▸ **Provided information**:
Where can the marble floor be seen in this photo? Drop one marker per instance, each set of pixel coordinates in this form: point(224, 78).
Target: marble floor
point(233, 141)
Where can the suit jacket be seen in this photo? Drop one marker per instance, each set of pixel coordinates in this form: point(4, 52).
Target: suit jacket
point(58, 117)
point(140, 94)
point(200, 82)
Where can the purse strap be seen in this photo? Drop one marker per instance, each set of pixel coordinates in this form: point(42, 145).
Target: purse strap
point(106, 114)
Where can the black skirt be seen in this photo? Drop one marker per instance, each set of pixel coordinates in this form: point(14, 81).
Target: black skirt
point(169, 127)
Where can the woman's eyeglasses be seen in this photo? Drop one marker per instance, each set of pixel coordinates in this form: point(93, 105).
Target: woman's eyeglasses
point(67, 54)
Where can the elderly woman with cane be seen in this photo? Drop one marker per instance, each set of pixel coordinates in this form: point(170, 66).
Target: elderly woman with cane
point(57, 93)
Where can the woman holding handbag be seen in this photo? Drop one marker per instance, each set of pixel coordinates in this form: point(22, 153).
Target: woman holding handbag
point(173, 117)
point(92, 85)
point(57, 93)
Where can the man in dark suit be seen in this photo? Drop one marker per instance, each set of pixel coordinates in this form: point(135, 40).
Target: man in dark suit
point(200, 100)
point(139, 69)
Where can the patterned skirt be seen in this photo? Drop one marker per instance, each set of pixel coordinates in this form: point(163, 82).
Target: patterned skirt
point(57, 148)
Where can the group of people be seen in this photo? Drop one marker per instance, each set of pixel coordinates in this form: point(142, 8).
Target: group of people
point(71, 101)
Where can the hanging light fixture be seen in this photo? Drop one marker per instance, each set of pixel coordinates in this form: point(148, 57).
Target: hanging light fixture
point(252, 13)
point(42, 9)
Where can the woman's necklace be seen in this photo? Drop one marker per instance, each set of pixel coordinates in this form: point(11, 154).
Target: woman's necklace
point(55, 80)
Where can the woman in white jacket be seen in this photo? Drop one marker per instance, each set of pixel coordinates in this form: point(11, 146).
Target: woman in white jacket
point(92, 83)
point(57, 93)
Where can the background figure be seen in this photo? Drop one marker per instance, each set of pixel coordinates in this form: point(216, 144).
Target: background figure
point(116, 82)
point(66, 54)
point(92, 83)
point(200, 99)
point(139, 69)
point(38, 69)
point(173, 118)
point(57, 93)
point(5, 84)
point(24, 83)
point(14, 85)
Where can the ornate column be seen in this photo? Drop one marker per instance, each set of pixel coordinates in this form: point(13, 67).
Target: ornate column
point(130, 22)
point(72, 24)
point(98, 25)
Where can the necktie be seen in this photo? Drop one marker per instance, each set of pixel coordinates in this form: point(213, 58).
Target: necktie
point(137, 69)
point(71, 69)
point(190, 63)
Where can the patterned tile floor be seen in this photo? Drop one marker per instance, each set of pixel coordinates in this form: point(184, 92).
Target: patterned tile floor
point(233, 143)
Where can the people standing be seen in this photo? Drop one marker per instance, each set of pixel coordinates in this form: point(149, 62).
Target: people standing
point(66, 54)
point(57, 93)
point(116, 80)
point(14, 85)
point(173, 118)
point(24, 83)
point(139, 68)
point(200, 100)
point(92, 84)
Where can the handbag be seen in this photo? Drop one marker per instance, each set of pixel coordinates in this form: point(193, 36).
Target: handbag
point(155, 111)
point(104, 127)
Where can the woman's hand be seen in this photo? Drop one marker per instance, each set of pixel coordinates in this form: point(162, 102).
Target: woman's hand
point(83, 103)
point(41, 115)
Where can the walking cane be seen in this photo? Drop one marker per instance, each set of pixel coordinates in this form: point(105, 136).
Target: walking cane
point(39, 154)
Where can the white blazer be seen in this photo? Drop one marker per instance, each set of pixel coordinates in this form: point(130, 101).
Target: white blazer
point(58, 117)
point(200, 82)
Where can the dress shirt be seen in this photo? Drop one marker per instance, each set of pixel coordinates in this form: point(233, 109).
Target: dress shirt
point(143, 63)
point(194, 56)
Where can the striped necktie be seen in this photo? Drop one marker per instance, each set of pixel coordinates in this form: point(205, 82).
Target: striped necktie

▸ **Your task**: Start with the line above that contains "Target: woman's necklace" and end with the line that contains "Where can the people". Write out those lines exactly, and only those.

▸ **Reply to the task**:
Target: woman's necklace
point(55, 80)
Where can the woman in white jacket be seen in this photo? Drop one marker per instance, each set of pixel coordinates in this form: point(11, 146).
Target: woman in white jacket
point(92, 83)
point(57, 93)
Where can the background figure be seen in this photo? Drop one marker per instance, each set of pixel coordinates in this form: point(216, 144).
Target: background figure
point(116, 82)
point(66, 54)
point(92, 83)
point(200, 99)
point(139, 69)
point(38, 69)
point(173, 118)
point(57, 93)
point(5, 84)
point(24, 83)
point(14, 85)
Where can the ornate column be seen in this photo? Drop one marker per instance, each set of pixel coordinates in this form: point(13, 67).
Target: ornate column
point(130, 22)
point(72, 24)
point(98, 25)
Where can the necktie be seen in this photo? Drop one marker per instance, each set of pixel coordinates in this form: point(213, 58).
Target: necktie
point(137, 69)
point(71, 69)
point(190, 63)
Where can the patterned tile floor be seen in this photo? Drop one marker per instance, each set of pixel coordinates in this form: point(184, 92).
Target: patterned tile floor
point(233, 143)
Where can the people standing be seen in this photo? Drop one marker per instance, each set of pixel coordinates in this form: point(149, 62).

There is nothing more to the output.